---------- INPUT MATERIAL ----------
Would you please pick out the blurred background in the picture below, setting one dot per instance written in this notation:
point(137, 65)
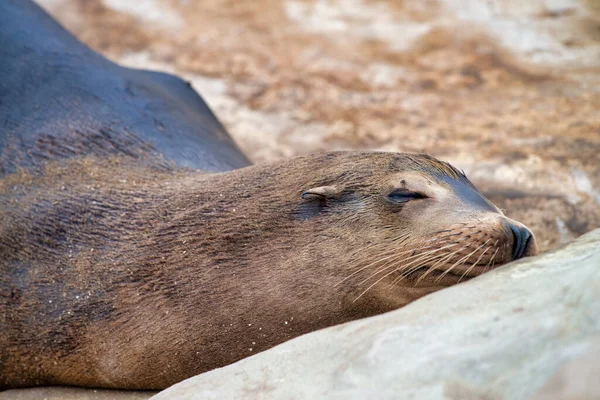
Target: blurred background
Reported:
point(508, 90)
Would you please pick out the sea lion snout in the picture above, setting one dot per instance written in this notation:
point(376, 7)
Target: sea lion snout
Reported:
point(524, 244)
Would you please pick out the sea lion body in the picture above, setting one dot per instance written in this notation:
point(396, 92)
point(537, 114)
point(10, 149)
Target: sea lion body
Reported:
point(59, 100)
point(123, 266)
point(143, 282)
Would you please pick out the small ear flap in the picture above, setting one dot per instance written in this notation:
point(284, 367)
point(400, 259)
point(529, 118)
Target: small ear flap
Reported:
point(323, 192)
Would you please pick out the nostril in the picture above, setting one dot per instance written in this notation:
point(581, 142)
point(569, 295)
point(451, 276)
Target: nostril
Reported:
point(522, 238)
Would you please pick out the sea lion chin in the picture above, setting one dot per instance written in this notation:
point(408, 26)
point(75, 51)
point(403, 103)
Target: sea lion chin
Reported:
point(113, 275)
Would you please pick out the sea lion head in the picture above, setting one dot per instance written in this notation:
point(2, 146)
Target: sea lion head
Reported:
point(402, 225)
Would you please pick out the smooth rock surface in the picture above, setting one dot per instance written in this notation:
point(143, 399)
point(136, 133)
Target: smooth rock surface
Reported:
point(71, 393)
point(500, 336)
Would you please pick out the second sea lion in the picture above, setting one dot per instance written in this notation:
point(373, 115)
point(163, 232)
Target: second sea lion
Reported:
point(120, 276)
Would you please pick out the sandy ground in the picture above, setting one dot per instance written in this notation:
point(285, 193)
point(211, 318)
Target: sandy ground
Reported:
----------
Can you copy these lines word for word, starting at the line that has "Would you please pick out the sea lion head" and going through the end of the items?

Would you please pick out the sea lion head in the picture above, setting one dot per instance written in this notation:
point(2, 146)
Target: sea lion head
Reported:
point(402, 225)
Would you please pick out the smooth rock surface in the picture above, setting one dot per instance written in this notation:
point(143, 399)
point(136, 133)
Target: smooth rock surface
Reported:
point(71, 393)
point(500, 336)
Would you please pick out the second sea lion in the picture above, setting one dot per instance written in this notation:
point(373, 115)
point(163, 232)
Target: second sea lion
Reported:
point(120, 276)
Would you please pick out the sandy ground in the picture above, setting one dot per instance written in this notation:
point(285, 193)
point(211, 318)
Target: sandy ground
Reported:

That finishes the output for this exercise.